• _What the exercise asks_:
Resume the discussion of dog training treats below, picking up after its last sentence.
## START Provided text
For example, if I were to offer my dog a half Bil-jack vs. a full Bil-jack for doing something, would she know the difference?

How about a Bil-jack vs. a hot dog?

Basically, would I be able to train my dog faster by using more "expensive" or 'higher' value treats or a treat is a treat to a dog most of the time?

I don't think a dog will notice a half vs whole. But I will "jackpot" a dog for doing something REALLY good. Which is when I give two or three treats.


I do think some treats hold a higher value than others.
I think it depends on the dog. As I look back on the training failures I've had with Brutus I think I would have much more success if I jackpotted him basically for every success. I taught him to crate on command just by feeding him his meals in his crate on a regular basis. If I applied this to other training, I probably could (given enough time) teach him a few things.
The size of the treat doesn't matter but, they're certainly more motivated when the treats are tasty and smelly. Dogs learn by 'pictures' and it's far more important to give clear, consistent pictures of what you want....they learn very quickly when the picture is always the same.
I call treats like chicken, steak, etc. "Million dollar treats" I use them for stuff like teaching heeling, jackpots, leave it, etc. You use them for difficult behaviours and as a special reward.

You only jackpot the perfect, or almost perfece, attempts. Right now my puppy bitch is learning a fast kick back stand from a sit. Tonight she jumped up before I could get her up, that got a jackpot and we stopped for the night.

Hot dogs, cheese, pupperoni, bil jac are good treats.

Kibble is plain ol' treats.
Any treat that the dog likes and which can be consumed quickly and easily without creating crumbs (which the dog will likely want to hunt) is a good reward. I prefer small semi-moist treats when I can (because that's what my dogs prefer), though I use dry treats if I'm keeping them in my pocket.

I think there are "tiers" of treats. My dogs prefer real meat to moist treats (like bil-jacs, natural balance rolls, etc), and moist treats over kibble. I choose my treats accordingly...best treats for the most difficult/important things, least valuable (but easiest to handle on my end) for keeping up known behaviors.
I don't like training with dry treats. I think it takes the dog too long to consume, but that's just my opinion and I've been known to be impatient.

The thing you have to remember with jackpot treats is that if you give them all the time, they're no longer jackpot treats. They're just treats. It's like telling a kid every time he brings something home from school that it's the greatest thing in the history of the universe and the kid is the greatest kid in the history of the universe. When the kid comes home one day and he's depressed because another kid made from his picture you telling him that he's the greatest kid ever means nothing because he hears that every single day.
## END Provided text
## START Items
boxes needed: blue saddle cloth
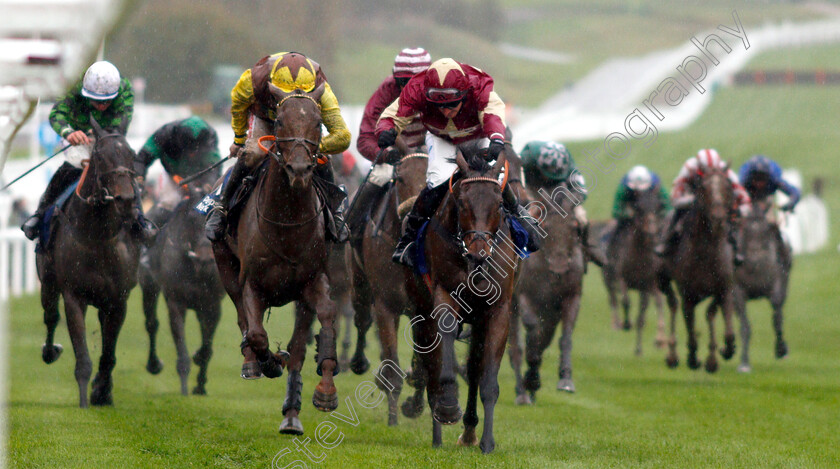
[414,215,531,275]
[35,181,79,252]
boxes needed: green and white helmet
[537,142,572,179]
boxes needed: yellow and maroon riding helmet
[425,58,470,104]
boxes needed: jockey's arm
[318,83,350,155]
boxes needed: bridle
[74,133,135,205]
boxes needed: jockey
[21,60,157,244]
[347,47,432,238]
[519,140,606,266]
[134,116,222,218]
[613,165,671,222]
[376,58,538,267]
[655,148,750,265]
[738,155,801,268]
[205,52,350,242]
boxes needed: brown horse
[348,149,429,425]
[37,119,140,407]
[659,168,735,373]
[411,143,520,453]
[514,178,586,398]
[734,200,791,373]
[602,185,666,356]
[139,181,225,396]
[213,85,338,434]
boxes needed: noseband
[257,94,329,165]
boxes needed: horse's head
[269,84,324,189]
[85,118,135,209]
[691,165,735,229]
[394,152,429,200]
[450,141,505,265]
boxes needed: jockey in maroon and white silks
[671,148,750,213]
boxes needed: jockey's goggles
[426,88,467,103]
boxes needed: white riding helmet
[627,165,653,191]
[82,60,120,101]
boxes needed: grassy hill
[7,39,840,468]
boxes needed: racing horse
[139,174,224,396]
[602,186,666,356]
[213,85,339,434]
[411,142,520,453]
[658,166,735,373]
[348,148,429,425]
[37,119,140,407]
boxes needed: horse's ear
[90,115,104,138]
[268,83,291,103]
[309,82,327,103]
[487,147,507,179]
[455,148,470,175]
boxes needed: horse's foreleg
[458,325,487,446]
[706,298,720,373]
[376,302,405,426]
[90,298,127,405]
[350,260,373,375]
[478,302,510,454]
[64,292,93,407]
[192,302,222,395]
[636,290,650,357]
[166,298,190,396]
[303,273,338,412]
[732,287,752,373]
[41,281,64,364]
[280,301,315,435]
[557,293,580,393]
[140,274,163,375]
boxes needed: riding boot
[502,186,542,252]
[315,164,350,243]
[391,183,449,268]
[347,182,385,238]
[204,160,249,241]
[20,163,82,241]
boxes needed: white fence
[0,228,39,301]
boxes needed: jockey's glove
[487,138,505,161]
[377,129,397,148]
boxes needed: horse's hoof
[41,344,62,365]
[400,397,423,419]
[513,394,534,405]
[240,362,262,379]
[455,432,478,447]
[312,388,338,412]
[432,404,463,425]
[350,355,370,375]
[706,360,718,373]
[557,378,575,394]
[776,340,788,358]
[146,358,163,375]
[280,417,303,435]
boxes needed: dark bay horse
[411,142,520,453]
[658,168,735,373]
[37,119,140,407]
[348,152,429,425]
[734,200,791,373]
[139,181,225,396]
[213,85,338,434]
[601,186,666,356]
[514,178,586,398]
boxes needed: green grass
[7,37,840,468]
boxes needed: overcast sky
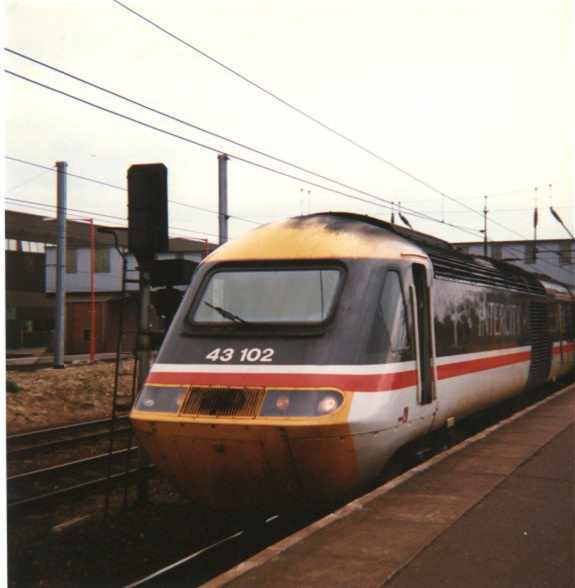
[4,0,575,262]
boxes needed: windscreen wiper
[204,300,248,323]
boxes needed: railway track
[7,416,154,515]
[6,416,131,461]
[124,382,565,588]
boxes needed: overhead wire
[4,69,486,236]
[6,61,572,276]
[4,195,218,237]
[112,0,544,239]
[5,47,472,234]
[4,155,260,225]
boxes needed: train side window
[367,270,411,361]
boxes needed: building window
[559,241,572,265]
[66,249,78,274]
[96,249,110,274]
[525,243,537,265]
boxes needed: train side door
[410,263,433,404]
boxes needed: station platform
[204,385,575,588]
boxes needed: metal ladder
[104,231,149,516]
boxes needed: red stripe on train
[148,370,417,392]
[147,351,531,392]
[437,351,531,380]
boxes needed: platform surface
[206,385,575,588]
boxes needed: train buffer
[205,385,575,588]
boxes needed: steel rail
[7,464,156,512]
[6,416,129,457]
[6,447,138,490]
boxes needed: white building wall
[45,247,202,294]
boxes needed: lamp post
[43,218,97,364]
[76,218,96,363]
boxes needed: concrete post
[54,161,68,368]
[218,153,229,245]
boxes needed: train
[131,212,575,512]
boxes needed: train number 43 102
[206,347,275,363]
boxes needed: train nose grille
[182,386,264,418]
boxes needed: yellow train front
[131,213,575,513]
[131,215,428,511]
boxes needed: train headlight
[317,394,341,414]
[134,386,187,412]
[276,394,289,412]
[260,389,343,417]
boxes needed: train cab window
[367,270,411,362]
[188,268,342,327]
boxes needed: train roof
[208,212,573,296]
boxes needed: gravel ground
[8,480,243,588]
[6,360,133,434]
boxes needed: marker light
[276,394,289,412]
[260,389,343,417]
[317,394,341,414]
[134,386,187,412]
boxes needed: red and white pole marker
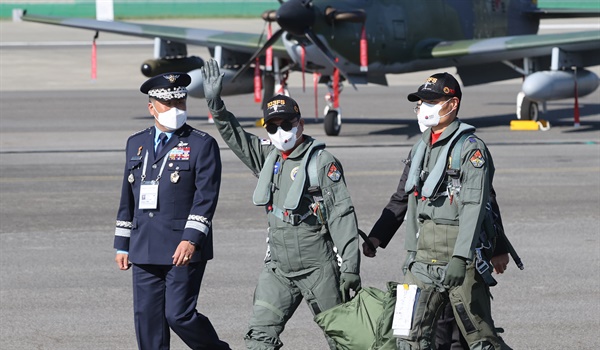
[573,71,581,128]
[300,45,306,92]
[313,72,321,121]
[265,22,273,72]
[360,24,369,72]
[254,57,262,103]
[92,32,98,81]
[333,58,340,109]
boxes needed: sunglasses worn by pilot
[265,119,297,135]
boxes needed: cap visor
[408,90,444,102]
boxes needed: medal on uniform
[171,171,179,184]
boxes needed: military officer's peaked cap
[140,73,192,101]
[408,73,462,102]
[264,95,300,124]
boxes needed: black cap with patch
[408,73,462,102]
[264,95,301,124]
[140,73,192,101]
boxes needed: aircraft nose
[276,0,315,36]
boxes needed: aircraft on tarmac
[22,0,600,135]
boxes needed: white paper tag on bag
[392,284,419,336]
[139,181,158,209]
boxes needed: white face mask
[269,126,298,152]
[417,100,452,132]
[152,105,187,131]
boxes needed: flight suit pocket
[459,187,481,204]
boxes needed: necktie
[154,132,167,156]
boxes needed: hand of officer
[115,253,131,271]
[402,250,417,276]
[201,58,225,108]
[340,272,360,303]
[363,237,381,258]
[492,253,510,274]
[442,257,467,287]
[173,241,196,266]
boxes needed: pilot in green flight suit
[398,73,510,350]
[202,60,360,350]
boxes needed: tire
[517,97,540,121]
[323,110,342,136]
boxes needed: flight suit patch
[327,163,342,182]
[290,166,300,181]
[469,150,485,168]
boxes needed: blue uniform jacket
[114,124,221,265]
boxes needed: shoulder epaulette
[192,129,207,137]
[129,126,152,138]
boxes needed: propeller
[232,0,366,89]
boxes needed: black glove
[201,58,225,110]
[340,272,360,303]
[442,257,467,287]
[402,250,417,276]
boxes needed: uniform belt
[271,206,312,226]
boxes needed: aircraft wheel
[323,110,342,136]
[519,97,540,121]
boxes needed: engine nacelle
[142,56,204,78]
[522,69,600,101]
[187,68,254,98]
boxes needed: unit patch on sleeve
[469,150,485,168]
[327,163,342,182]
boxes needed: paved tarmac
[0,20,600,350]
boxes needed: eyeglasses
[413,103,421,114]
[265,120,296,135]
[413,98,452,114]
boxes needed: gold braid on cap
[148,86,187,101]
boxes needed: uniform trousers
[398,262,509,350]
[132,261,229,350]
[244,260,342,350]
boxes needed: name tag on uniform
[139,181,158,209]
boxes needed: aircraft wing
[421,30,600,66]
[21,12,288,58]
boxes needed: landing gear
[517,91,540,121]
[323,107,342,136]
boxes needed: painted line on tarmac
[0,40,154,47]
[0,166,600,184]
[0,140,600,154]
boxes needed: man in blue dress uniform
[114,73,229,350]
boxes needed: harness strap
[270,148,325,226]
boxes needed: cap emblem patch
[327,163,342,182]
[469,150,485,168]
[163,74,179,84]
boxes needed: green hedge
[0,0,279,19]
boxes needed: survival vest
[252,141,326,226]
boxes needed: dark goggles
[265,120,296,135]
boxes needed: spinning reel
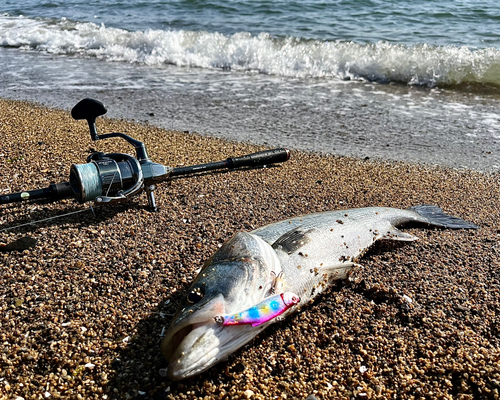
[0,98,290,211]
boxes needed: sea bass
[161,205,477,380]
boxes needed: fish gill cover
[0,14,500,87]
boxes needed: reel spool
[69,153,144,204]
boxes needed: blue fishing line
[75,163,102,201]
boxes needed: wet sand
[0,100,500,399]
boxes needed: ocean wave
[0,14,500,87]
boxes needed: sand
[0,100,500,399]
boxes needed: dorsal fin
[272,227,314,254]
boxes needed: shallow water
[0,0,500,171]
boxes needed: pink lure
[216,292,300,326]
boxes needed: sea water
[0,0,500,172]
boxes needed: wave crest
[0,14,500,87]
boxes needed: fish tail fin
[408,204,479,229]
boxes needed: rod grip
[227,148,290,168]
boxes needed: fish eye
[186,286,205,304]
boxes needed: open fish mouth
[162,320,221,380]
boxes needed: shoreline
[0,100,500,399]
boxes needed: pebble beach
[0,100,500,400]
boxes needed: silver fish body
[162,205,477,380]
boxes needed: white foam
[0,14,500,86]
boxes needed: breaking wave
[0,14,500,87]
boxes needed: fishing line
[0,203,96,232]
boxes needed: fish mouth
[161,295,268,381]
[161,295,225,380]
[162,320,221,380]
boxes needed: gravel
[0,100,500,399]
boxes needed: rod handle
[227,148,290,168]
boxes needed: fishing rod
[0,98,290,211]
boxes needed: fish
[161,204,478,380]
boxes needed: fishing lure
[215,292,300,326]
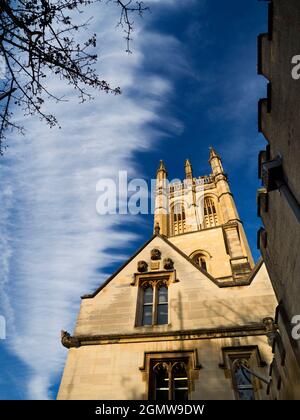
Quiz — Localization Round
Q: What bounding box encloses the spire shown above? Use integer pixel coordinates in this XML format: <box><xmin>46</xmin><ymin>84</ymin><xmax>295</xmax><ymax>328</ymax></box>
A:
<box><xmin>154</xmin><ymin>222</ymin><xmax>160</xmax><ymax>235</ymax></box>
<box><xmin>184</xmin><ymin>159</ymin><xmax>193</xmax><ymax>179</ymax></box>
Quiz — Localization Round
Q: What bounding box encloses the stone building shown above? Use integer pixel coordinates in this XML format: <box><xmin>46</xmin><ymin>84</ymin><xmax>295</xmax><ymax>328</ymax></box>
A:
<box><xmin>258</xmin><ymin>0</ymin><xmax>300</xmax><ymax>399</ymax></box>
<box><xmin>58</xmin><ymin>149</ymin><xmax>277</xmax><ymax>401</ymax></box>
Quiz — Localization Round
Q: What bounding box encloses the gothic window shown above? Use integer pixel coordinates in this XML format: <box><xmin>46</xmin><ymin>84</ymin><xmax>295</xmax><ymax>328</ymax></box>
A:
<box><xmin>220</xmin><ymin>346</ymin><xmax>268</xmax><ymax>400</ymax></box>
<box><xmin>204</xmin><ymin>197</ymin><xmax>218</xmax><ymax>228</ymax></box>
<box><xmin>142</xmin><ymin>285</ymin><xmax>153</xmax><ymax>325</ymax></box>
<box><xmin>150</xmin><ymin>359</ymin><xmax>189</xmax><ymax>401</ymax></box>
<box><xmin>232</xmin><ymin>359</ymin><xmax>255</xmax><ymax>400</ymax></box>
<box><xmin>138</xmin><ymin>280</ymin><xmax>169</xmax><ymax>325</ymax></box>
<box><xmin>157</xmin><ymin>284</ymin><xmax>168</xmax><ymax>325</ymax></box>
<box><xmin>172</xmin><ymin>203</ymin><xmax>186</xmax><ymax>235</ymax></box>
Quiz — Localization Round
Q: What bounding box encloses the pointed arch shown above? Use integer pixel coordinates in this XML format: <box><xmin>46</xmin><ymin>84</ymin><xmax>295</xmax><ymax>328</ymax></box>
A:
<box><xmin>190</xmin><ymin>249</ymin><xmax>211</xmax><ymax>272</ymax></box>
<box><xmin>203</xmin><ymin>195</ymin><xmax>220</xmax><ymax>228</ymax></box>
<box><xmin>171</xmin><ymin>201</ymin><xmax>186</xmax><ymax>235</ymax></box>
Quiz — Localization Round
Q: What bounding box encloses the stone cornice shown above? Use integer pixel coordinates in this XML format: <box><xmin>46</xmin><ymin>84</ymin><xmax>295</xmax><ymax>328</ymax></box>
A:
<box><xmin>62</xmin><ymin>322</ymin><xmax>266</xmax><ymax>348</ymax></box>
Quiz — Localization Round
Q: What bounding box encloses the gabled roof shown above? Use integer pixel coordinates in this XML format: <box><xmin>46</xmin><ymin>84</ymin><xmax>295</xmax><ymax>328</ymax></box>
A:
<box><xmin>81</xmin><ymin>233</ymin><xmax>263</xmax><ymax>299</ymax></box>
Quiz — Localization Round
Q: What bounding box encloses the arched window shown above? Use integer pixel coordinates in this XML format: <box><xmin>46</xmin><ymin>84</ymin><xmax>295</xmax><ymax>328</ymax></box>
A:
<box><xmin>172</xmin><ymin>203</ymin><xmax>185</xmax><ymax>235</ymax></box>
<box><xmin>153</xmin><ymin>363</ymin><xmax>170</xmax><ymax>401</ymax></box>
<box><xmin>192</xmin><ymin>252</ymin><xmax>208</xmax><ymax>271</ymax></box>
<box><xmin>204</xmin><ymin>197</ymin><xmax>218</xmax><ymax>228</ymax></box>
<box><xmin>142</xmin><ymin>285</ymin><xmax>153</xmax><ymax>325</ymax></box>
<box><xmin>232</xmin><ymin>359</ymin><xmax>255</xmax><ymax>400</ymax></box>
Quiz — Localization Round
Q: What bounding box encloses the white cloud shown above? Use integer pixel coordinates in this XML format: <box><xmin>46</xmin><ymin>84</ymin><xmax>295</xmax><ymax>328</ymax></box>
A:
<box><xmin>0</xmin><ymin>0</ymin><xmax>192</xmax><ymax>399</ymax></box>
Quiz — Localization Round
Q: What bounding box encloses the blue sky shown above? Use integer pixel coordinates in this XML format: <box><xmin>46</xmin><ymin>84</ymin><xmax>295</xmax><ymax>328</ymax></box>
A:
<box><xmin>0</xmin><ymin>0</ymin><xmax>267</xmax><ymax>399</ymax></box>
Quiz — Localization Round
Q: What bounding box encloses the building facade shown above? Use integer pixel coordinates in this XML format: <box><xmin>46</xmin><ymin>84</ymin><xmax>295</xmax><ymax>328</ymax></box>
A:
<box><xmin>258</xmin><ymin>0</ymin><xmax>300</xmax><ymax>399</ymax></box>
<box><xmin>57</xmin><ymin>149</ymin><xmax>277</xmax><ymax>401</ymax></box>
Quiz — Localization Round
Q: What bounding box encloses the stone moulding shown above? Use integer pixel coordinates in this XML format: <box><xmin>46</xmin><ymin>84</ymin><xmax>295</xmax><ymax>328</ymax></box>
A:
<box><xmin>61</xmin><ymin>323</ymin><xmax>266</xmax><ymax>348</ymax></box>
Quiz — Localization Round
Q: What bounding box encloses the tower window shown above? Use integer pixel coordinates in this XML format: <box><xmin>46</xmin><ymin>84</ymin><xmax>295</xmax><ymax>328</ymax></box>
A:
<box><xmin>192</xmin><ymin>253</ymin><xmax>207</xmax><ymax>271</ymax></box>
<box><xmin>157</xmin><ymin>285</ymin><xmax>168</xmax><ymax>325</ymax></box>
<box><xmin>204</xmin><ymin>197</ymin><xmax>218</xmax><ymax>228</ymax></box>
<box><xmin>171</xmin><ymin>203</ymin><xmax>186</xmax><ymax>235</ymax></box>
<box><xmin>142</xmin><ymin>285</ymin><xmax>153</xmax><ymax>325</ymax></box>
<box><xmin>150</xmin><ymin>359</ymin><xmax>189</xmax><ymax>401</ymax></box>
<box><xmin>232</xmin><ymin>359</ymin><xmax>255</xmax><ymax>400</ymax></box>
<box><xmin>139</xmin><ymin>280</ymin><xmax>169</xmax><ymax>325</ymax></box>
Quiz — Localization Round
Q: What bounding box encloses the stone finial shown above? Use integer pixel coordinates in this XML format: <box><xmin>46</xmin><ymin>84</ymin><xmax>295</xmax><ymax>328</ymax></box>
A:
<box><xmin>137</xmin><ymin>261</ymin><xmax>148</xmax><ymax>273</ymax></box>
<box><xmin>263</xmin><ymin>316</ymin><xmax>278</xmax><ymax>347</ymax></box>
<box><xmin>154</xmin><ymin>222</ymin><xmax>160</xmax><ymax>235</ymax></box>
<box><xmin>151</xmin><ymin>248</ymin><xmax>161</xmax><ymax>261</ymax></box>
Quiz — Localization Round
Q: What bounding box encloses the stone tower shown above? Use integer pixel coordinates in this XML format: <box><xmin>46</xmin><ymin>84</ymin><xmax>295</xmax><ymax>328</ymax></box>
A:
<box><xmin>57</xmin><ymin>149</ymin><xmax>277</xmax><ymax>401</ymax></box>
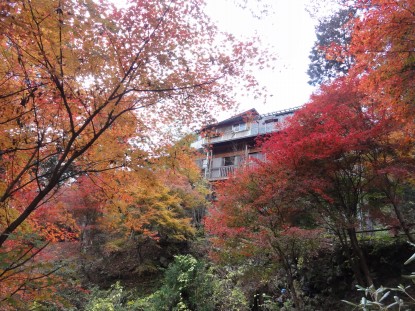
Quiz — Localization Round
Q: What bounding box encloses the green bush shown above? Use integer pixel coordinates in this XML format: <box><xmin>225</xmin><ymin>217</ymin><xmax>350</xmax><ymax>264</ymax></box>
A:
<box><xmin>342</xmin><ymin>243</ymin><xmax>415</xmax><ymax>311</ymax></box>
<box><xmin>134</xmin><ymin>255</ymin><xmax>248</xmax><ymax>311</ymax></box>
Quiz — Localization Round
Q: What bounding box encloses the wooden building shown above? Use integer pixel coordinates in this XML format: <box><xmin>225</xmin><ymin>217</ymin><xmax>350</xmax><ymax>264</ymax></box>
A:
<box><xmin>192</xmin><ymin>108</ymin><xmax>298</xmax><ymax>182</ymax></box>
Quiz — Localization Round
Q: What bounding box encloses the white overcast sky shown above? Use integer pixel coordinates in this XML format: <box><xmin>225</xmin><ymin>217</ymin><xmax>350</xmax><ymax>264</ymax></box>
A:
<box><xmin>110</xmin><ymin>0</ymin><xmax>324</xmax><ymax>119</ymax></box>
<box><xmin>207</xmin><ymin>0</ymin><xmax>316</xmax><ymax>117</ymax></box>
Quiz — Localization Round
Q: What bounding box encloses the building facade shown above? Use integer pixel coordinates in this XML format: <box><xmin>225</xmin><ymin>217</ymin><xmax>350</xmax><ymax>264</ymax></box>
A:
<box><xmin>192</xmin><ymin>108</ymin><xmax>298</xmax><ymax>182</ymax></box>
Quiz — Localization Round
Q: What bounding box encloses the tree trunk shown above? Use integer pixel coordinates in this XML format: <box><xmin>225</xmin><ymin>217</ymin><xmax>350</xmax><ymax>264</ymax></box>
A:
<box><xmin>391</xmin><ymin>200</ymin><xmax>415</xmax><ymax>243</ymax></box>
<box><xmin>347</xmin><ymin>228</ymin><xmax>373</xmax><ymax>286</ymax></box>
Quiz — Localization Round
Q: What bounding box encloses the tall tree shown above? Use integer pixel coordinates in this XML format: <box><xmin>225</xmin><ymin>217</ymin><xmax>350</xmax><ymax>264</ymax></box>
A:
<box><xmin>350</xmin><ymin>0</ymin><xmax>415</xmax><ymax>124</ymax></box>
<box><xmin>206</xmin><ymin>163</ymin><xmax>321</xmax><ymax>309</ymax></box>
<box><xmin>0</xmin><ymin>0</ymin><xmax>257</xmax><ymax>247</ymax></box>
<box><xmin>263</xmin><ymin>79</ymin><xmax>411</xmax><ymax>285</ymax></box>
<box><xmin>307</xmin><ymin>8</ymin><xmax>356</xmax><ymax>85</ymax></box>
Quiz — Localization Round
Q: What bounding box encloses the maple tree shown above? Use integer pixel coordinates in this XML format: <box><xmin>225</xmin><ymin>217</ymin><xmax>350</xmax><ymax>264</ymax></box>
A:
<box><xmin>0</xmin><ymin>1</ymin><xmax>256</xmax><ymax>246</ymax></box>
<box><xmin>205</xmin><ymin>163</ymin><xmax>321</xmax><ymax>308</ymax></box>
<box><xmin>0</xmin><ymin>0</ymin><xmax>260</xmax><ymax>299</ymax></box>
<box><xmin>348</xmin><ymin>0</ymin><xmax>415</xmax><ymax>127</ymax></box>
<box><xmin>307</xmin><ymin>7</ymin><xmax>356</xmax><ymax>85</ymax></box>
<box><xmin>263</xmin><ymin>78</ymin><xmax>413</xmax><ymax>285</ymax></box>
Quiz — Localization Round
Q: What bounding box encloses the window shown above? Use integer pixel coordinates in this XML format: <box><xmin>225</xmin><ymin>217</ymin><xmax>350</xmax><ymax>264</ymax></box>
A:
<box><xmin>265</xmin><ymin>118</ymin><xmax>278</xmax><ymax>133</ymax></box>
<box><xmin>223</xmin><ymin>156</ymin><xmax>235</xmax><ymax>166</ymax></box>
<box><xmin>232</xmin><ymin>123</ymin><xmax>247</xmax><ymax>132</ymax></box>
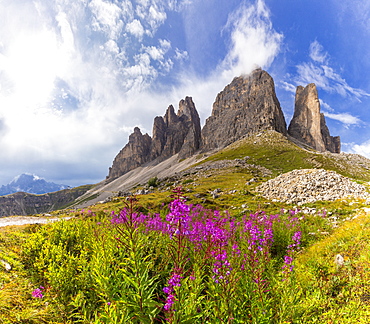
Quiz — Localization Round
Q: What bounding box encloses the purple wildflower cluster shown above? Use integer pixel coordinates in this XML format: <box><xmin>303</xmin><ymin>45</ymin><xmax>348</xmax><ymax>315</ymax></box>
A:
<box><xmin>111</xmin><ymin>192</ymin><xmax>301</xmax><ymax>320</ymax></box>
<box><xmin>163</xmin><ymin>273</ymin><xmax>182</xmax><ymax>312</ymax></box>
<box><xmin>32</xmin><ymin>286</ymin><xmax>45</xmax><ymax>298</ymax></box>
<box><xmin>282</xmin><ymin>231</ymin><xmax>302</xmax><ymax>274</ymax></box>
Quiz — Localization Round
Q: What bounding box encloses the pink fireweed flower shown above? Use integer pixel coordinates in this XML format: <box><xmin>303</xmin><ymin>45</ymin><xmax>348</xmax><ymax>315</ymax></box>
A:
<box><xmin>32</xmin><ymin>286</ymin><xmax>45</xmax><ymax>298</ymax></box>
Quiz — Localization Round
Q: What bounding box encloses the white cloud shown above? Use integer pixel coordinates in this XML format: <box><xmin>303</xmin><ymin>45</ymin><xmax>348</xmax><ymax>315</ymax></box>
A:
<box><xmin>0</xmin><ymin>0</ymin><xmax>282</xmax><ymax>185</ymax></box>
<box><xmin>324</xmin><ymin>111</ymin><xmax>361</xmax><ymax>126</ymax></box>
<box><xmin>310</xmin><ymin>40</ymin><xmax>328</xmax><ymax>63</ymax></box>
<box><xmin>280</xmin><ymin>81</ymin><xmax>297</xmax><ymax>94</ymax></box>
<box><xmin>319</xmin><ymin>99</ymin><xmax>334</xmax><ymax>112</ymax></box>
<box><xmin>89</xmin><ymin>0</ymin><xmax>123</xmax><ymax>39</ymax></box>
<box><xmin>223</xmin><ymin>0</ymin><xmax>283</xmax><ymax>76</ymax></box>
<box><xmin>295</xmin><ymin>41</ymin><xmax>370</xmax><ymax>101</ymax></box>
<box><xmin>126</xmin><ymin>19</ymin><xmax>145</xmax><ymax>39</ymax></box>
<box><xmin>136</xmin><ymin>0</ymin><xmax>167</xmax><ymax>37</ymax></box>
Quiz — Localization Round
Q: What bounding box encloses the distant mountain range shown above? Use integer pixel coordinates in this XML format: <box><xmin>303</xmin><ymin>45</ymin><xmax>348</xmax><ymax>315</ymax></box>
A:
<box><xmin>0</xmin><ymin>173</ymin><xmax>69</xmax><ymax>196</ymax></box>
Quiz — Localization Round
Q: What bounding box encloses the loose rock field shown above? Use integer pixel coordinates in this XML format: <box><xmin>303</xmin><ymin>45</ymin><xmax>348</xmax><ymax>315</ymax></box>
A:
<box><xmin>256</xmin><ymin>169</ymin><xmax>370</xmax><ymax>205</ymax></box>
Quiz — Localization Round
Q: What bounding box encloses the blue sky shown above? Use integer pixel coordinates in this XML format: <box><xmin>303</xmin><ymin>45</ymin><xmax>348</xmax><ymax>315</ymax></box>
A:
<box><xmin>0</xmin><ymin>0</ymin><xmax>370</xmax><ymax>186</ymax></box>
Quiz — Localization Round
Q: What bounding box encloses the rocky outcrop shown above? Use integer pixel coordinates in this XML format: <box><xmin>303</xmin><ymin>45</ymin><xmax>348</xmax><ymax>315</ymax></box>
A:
## END Items
• _Result of the exercise_:
I think some treats do hold a higher value if the dogs REALLY wants them. My griff will do anything for a bite of cheese! It's like he has an on switch when I get a piece from the fridge....lol. My middle rott isn't food motivated but will work for treats, but you get the ball out and his on switch is flipped....lol. You can see it in their eyes :)
Personally, I think it works best to use a variety of treats - yes, even in each session.

Reserve the treats your dog likes VERY best for their best efforts, the most perfect behaviors. Mix up the others, os that the dog never knows if he's going to get something 'okay, yum' or something "OMG YAY' this time.

Experiment- don't be afraid to try lots of different treats. I *would* start out with a good mix that's at least 50% things of only moderate value- if you start off with ALL high value treats, you're left without much of a selection if you need something even HIGHER value for an extra distracting environment or extra difficult behavior.
The dog helps determine the value of the reinforcer. When it comes to treats I keep em small and yummy (the smaller the treat, the slower you hit the "full' mark).
What I used for Cracker:
For basics (sit, down etc under low distraction) a piece of kibble is fine.Under higher distraction we used bits of freeze dried liver (like in class..high distraction env.)
For stays, sit and down at a distance etc we started with liver and jackpotted for long durations and distances.
For RECALL the big guns came out..starting with liver, higher distractions earned chicken moist rollover..and for calling off prey she got beggin strips, cheese, steak and the occasional chance to CHASE that dang squirrel (on cue).